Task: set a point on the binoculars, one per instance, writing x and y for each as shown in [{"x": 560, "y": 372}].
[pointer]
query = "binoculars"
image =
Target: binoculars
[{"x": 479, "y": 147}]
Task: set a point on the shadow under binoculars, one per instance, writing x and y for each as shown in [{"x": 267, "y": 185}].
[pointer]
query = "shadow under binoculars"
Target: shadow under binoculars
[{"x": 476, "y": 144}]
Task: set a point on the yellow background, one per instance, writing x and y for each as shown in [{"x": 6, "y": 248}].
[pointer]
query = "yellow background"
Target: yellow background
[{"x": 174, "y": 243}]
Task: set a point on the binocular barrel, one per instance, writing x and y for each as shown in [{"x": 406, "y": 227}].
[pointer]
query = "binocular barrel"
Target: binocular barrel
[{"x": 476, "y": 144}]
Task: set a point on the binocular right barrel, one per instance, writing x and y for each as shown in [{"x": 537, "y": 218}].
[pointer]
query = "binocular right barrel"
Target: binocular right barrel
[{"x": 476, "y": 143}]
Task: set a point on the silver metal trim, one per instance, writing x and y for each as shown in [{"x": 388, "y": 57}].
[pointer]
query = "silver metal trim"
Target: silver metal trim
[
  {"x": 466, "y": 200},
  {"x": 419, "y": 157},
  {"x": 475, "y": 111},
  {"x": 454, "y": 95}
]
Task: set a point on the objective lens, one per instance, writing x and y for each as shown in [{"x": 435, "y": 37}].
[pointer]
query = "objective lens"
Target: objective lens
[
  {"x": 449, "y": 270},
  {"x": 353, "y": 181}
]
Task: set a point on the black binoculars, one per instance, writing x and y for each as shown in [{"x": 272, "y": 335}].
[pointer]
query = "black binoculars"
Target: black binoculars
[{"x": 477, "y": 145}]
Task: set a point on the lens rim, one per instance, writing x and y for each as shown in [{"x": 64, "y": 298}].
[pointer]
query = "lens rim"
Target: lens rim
──────────────────────────────
Revise all of the lines above so that "one per instance" becomes "one for each instance" wherever it appears, and leave everything else unchanged.

**Problem solution**
Task: set a point on the binoculars, one for each instance, writing x and y for each as shown in [{"x": 560, "y": 372}].
[pointer]
query = "binoculars"
image =
Target: binoculars
[{"x": 479, "y": 147}]
Task: set a point on the shadow under binoculars, one for each instance, writing x and y for each as shown in [{"x": 267, "y": 185}].
[pointer]
query = "shadow under binoculars"
Target: shadow under binoculars
[{"x": 476, "y": 144}]
Task: set a point on the yellow background, one for each instance, writing x and y for each as shown in [{"x": 6, "y": 248}].
[pointer]
query = "yellow background"
Target: yellow background
[{"x": 174, "y": 243}]
Task: set a point on the binocular barrel, one for each instance, writing x and y for each as shown in [{"x": 406, "y": 227}].
[pointer]
query = "binocular barrel"
Target: binocular barrel
[{"x": 476, "y": 144}]
Task: set a point on the binocular right barrel, one for each instance, writing x and y for each as shown in [{"x": 537, "y": 218}].
[pointer]
query = "binocular right barrel"
Target: binocular right barrel
[{"x": 476, "y": 143}]
Task: set a point on the silver metal trim, one for each instance, writing x and y for each as shown in [{"x": 388, "y": 57}].
[pointer]
query = "silver metal trim"
Target: silver metal trim
[
  {"x": 466, "y": 200},
  {"x": 419, "y": 157},
  {"x": 475, "y": 111},
  {"x": 454, "y": 95}
]
Task: set a point on the objective lens, one for each instance, writing x and y for each as shown in [{"x": 435, "y": 37}].
[pointer]
query = "objective lens"
Target: objective lens
[
  {"x": 449, "y": 270},
  {"x": 353, "y": 181}
]
Task: set a point on the black binoculars, one for each instance, writing x and y for each as shown in [{"x": 272, "y": 335}].
[pointer]
query = "black binoculars"
Target: black binoculars
[{"x": 477, "y": 145}]
Task: set a point on the lens rim, one for each instance, writing x and y for each as shown in [{"x": 64, "y": 298}].
[pointer]
query = "lens rim"
Target: lens rim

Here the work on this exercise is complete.